* Opgave 1
Noem alle getallen die in het fragment over biodiversiteitsverlies voorkomen, in de volgorde waarin zij daar staan.

* Aangeleverd fragment
In haar rapport concludeert het Europese Milieuagentschap dat we er in Europa nog niet in geslaagd zijn de achteruitgang van de biodiversiteit te stoppen, ondanks de inspanningen van de lidstaten en een aantal verbeteringen die dat opgeleverd heeft. Er is wel vooruitgang opgetreden ten opzichte van 2010, maar niet voldoende om de doelen van de Europese biodiversiteitsstrategie voor 2020 te behalen. Het toekomstig GLB moet volgens het agentschap een belangrijke bijdrage leveren aan de oplossing van de geschetste problemen. Gezien meerdere belangrijke oorzaken van biodiversiteitsverlies, zijn ook andere beleidstrajecten en maatregelen noodzakelijk naast het GLB, zoals ook blijkt uit de brief over de lopende inspanningen van het Rijk om biodiversiteitsverlies tegen te gaan en herstel te bevorderen, die ik mede namens de Ministers van BH&OS, BZK, EZK en lenW op 16 oktober jl. aan uw Kamer stuurde (Kamerstuk 26 407, nr. 136).

* Opgave 2
Geef de regels van de records letterlijk terug, vanaf de regel met "TARGET = foreground head" tot en met de laatste regel van de records.

* Datasetrecords
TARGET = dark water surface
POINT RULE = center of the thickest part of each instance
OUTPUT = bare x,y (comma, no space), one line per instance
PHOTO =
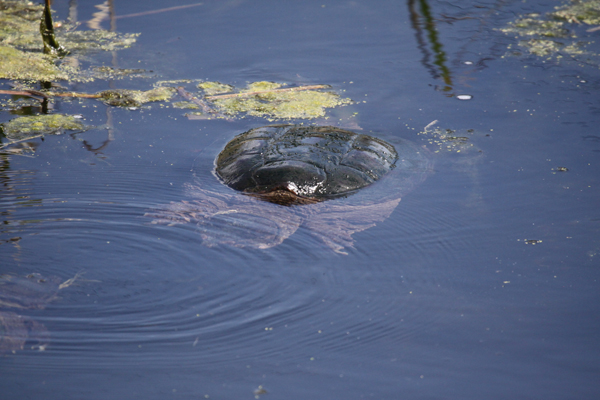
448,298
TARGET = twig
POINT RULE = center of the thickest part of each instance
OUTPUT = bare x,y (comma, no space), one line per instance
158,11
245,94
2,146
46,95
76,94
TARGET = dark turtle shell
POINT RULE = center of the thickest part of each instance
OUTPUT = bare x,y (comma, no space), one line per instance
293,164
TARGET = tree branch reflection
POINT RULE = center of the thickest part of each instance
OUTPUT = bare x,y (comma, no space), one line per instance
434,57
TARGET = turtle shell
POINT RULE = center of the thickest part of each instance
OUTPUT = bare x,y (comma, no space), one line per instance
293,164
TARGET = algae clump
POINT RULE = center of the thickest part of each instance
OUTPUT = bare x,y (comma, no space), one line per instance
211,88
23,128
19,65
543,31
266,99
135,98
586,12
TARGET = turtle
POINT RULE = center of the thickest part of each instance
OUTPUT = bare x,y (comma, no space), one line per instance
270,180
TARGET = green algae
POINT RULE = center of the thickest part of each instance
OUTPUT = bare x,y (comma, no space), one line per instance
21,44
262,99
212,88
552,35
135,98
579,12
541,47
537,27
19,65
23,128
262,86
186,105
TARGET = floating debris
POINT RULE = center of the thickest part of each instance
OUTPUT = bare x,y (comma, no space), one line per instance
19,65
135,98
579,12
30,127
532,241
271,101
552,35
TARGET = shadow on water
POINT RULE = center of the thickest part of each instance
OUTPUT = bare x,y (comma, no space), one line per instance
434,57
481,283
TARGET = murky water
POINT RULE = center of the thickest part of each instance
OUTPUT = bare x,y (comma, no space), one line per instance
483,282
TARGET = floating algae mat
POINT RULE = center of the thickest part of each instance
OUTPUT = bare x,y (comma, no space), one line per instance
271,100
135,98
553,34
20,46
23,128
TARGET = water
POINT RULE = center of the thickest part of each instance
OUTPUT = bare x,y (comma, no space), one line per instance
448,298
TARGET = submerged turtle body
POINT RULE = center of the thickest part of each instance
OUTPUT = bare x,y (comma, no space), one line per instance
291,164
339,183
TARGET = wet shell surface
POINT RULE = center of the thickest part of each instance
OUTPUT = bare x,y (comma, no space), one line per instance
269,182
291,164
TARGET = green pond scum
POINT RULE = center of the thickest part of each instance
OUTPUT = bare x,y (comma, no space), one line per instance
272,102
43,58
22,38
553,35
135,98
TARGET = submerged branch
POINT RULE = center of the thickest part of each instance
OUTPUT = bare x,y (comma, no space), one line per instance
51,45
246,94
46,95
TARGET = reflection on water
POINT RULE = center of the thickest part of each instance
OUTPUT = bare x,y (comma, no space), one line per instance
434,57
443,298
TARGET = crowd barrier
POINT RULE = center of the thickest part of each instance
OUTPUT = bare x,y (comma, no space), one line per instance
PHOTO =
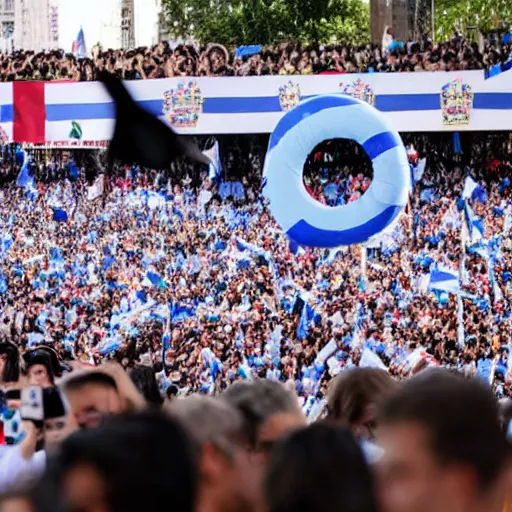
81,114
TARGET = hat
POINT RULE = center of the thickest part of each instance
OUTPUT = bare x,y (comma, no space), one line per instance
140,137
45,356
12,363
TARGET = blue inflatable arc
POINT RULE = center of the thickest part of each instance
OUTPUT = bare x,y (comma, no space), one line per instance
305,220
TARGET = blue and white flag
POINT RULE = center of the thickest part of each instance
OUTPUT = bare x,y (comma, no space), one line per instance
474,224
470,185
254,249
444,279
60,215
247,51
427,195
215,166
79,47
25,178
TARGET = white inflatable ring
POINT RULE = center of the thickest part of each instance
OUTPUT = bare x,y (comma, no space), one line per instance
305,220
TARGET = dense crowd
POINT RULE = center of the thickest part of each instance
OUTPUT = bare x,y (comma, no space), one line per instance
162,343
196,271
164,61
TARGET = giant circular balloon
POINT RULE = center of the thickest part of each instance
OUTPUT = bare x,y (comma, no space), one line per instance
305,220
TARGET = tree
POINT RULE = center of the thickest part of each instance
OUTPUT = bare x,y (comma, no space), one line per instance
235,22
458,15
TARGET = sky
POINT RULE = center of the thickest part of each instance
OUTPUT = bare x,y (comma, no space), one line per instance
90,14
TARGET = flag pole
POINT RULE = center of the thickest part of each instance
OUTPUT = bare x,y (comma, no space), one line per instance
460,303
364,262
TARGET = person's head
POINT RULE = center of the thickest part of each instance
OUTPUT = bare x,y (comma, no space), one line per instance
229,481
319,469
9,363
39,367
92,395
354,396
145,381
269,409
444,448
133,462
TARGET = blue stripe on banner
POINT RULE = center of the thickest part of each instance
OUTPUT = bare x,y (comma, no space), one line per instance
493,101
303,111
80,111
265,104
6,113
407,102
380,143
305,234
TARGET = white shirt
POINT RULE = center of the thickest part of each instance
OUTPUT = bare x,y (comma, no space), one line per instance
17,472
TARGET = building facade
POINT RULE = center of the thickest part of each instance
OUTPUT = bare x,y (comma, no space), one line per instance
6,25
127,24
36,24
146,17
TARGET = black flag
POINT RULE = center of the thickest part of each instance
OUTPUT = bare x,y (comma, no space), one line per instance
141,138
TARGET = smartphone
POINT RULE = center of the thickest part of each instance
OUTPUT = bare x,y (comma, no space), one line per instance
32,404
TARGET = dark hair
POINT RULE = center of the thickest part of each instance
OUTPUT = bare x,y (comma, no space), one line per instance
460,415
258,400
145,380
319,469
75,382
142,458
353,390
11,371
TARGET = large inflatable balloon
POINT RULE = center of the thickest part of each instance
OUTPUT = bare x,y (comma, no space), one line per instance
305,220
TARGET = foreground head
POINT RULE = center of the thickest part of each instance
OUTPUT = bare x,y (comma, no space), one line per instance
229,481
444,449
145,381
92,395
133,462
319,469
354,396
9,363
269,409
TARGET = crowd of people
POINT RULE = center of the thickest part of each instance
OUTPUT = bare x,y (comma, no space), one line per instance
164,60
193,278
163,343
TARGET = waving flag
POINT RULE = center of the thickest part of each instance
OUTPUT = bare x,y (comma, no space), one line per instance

* Uitgewerkt antwoord 1
2010, 2020, 16, 26 407, 136

* Uitgewerkt antwoord 2
TARGET = foreground head
POINT RULE = center of the thickest part of each instance
OUTPUT = bare x,y (comma, no space), one line per instance
229,481
444,449
145,381
92,395
133,462
319,469
354,396
9,363
269,409
TARGET = crowd of people
POINT RULE = center of the thickest part of each instance
OUTPUT = bare x,y (comma, no space), one line per instance
164,60
193,278
163,343
TARGET = waving flag
POINT RULE = center of the thickest part of each instance
OUTPUT = bare x,y (comma, no space), one line per instance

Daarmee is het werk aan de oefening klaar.